▶ [Directive]: Repeat the records below exactly as they appear.

▶ [Part of a data file]:
-=-=-
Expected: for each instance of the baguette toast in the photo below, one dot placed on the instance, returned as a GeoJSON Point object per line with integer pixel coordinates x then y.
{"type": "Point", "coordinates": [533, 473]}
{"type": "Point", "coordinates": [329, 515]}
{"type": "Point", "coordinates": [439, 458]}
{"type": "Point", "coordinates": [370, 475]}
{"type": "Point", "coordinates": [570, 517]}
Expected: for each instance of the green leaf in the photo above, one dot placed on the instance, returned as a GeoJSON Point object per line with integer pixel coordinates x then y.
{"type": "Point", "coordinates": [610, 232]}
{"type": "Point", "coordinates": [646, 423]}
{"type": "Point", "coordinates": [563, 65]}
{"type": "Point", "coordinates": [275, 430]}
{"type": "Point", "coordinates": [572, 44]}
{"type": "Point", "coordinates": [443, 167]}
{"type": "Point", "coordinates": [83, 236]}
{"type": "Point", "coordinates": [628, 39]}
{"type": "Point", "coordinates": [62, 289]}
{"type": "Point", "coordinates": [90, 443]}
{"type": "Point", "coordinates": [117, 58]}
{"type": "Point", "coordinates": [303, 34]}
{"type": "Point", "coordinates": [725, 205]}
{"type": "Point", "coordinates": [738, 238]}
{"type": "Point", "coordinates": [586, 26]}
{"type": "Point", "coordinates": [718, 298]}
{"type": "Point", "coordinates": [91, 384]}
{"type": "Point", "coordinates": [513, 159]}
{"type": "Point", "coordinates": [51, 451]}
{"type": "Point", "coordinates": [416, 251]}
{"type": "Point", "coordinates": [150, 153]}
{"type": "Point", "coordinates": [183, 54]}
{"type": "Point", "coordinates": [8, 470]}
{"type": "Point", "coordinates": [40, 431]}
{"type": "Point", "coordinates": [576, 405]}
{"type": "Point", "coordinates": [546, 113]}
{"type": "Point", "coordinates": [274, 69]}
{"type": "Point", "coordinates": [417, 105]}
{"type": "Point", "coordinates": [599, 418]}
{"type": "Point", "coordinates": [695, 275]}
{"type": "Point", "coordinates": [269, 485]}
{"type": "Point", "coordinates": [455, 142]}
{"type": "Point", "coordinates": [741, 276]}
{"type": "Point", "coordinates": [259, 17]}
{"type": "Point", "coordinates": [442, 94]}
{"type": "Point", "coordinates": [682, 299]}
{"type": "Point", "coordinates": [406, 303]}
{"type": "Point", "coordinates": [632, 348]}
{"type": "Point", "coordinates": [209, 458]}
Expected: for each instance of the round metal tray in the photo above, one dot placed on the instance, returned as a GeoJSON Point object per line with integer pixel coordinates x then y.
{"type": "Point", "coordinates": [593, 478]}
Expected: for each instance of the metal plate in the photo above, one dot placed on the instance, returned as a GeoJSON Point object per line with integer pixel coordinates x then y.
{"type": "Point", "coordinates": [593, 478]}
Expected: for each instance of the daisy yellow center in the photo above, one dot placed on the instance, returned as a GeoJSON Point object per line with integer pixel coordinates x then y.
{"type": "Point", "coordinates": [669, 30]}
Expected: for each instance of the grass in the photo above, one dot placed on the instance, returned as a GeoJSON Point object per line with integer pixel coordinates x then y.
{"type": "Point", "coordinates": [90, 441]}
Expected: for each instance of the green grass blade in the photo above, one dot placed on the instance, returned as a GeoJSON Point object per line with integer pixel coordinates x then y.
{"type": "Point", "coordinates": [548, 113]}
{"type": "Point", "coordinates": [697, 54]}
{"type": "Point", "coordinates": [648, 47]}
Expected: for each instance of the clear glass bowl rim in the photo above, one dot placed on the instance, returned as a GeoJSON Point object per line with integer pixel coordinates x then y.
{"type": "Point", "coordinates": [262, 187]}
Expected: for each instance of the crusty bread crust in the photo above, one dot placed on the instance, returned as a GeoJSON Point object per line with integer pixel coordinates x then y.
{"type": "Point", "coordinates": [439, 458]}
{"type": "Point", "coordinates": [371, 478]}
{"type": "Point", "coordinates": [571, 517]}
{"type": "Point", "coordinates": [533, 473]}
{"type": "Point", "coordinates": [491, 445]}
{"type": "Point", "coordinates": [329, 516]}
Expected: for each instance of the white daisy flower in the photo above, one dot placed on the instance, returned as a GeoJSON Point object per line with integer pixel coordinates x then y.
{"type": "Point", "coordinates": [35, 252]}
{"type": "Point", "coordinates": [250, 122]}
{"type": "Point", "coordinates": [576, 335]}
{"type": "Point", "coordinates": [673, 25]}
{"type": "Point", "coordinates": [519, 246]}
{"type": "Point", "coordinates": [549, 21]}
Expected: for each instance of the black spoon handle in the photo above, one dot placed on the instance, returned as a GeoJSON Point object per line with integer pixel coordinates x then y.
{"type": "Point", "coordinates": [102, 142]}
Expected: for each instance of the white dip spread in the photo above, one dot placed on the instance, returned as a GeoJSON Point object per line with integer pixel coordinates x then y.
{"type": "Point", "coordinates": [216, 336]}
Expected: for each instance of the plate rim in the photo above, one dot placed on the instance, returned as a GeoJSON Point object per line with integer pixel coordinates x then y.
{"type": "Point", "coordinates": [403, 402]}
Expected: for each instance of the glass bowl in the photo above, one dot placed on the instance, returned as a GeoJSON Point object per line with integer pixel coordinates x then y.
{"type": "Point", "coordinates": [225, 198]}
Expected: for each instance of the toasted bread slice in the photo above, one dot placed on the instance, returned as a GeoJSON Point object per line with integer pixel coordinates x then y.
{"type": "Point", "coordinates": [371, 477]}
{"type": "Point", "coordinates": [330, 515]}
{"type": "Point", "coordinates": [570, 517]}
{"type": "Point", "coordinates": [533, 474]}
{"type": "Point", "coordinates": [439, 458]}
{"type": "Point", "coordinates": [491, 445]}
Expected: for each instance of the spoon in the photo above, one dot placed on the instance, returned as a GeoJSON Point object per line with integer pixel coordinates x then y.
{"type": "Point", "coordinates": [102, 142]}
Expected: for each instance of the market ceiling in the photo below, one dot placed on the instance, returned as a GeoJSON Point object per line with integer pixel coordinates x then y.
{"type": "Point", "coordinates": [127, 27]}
-=-=-
▶ [Written answer]:
Expected: for each instance of the baguette toast in the photo below, one dot placed on the instance, returned as a GeoJSON Point object per line with integer pixel coordinates x then y.
{"type": "Point", "coordinates": [533, 473]}
{"type": "Point", "coordinates": [329, 515]}
{"type": "Point", "coordinates": [439, 458]}
{"type": "Point", "coordinates": [370, 475]}
{"type": "Point", "coordinates": [570, 517]}
Expected: for each instance of the green leaf in the photo above, one dot placed on the instance, returned as a GeoJSON Point object per line with integer pixel coordinates x then y.
{"type": "Point", "coordinates": [610, 232]}
{"type": "Point", "coordinates": [646, 423]}
{"type": "Point", "coordinates": [563, 65]}
{"type": "Point", "coordinates": [275, 430]}
{"type": "Point", "coordinates": [572, 44]}
{"type": "Point", "coordinates": [443, 167]}
{"type": "Point", "coordinates": [83, 236]}
{"type": "Point", "coordinates": [628, 39]}
{"type": "Point", "coordinates": [62, 289]}
{"type": "Point", "coordinates": [90, 443]}
{"type": "Point", "coordinates": [117, 58]}
{"type": "Point", "coordinates": [303, 34]}
{"type": "Point", "coordinates": [725, 205]}
{"type": "Point", "coordinates": [738, 238]}
{"type": "Point", "coordinates": [586, 26]}
{"type": "Point", "coordinates": [718, 298]}
{"type": "Point", "coordinates": [91, 384]}
{"type": "Point", "coordinates": [513, 159]}
{"type": "Point", "coordinates": [51, 451]}
{"type": "Point", "coordinates": [416, 251]}
{"type": "Point", "coordinates": [150, 153]}
{"type": "Point", "coordinates": [183, 54]}
{"type": "Point", "coordinates": [8, 470]}
{"type": "Point", "coordinates": [40, 431]}
{"type": "Point", "coordinates": [576, 405]}
{"type": "Point", "coordinates": [546, 113]}
{"type": "Point", "coordinates": [274, 69]}
{"type": "Point", "coordinates": [417, 105]}
{"type": "Point", "coordinates": [599, 418]}
{"type": "Point", "coordinates": [695, 275]}
{"type": "Point", "coordinates": [269, 485]}
{"type": "Point", "coordinates": [455, 142]}
{"type": "Point", "coordinates": [741, 276]}
{"type": "Point", "coordinates": [259, 17]}
{"type": "Point", "coordinates": [442, 94]}
{"type": "Point", "coordinates": [682, 299]}
{"type": "Point", "coordinates": [406, 303]}
{"type": "Point", "coordinates": [632, 348]}
{"type": "Point", "coordinates": [209, 458]}
Expected: for each instance of the round metal tray in the photo above, one dot placed on the instance, returned as a GeoJSON Point object per line with integer pixel coordinates x then y.
{"type": "Point", "coordinates": [593, 478]}
Expected: for each instance of the metal plate in the photo above, one dot placed on the instance, returned as a GeoJSON Point object per line with integer pixel coordinates x then y.
{"type": "Point", "coordinates": [593, 478]}
Expected: for each instance of the daisy yellow center in the photo above, one dot placed on the instance, returned as a GeoJSON Point object per line with integer pixel coordinates x then y.
{"type": "Point", "coordinates": [669, 30]}
Expected: for each instance of the grass in the photo above, one dot placed on the instance, returned as a GeoJSON Point object per line with integer pixel coordinates x then y.
{"type": "Point", "coordinates": [90, 441]}
Expected: for each instance of the green grass blade in the photo above, one dot placed on the instance, returned as a GeoJSON Point object per line with integer pixel coordinates x then y.
{"type": "Point", "coordinates": [548, 113]}
{"type": "Point", "coordinates": [697, 54]}
{"type": "Point", "coordinates": [648, 47]}
Expected: for each instance of the clear glass bowl rim in the photo above, one dot placed on the instance, returned as a GeoJSON Point object per line with integer pixel coordinates x then y.
{"type": "Point", "coordinates": [262, 187]}
Expected: for each instance of the crusty bread crust in the photo above, one dot placed on the instance, returned as a GeoJSON Point object per line with integer pixel coordinates x then y.
{"type": "Point", "coordinates": [439, 458]}
{"type": "Point", "coordinates": [371, 478]}
{"type": "Point", "coordinates": [571, 517]}
{"type": "Point", "coordinates": [533, 473]}
{"type": "Point", "coordinates": [491, 445]}
{"type": "Point", "coordinates": [329, 516]}
Expected: for each instance of the white daisy flower in the photo above, one dot placed on the instance, returned as a GeoJSON Point object per line with integer pixel coordinates x then y.
{"type": "Point", "coordinates": [35, 252]}
{"type": "Point", "coordinates": [250, 122]}
{"type": "Point", "coordinates": [576, 335]}
{"type": "Point", "coordinates": [673, 25]}
{"type": "Point", "coordinates": [519, 246]}
{"type": "Point", "coordinates": [549, 21]}
Expected: for each instance of the black spoon handle in the photo above, one dot placed on the instance, returned as a GeoJSON Point object per line with integer pixel coordinates x then y.
{"type": "Point", "coordinates": [102, 142]}
Expected: for each instance of the white dip spread in the photo above, one dot placed on the instance, returned as a GeoJSON Point object per line with integer pixel coordinates x then y.
{"type": "Point", "coordinates": [216, 336]}
Expected: for each instance of the plate rim in the photo above, one dot placed on the instance, returned as a GeoJSON Point object per line with integer pixel coordinates x then y.
{"type": "Point", "coordinates": [403, 402]}
Expected: for each instance of the glass bowl in the photo above, one dot placed on the instance, returned as a GeoJSON Point object per line with integer pixel coordinates x then y.
{"type": "Point", "coordinates": [225, 198]}
Expected: for each instance of the toasted bread slice in the photo above, one dot placed on the instance, returned as a GeoJSON Point object per line with integer pixel coordinates x then y.
{"type": "Point", "coordinates": [371, 477]}
{"type": "Point", "coordinates": [330, 515]}
{"type": "Point", "coordinates": [570, 517]}
{"type": "Point", "coordinates": [533, 474]}
{"type": "Point", "coordinates": [439, 458]}
{"type": "Point", "coordinates": [491, 445]}
Expected: for each instance of the spoon in the photo above, one dot placed on the instance, returned as a GeoJSON Point object per line with integer pixel coordinates x then y.
{"type": "Point", "coordinates": [102, 142]}
Expected: for each instance of the market ceiling in the photo below, one dot placed on the instance, returned as a GeoJSON Point object per line with integer pixel coordinates x then y.
{"type": "Point", "coordinates": [127, 27]}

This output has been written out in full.